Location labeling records
------------------------------------------------------------

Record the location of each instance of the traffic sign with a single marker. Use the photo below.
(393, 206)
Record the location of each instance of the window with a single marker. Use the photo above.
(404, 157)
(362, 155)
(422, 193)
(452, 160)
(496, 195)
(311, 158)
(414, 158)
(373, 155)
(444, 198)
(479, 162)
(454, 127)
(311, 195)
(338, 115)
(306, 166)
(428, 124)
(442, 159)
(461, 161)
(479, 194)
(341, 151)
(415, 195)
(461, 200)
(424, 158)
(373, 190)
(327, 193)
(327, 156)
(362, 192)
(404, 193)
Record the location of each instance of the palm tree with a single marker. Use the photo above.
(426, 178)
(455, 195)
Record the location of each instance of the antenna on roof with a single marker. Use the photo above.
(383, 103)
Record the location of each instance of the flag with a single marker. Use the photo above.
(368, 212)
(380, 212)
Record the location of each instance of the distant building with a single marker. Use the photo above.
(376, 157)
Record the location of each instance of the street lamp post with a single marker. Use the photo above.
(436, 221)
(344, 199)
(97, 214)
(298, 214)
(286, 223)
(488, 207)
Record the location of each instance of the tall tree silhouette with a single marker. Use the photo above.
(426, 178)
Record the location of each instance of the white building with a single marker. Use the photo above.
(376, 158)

------------------------------------------------------------

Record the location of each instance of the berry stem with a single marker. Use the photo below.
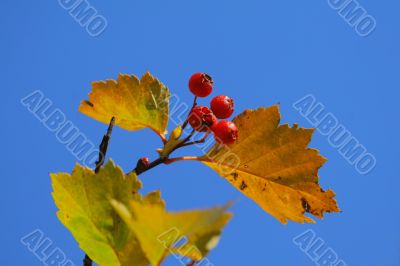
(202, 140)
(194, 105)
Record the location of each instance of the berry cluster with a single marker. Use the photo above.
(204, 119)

------------------------------------------------------------

TASK BRIEF. Count the lines in the records above that contain the word "photo". Reply with the number only.

OUTPUT BELOW. 11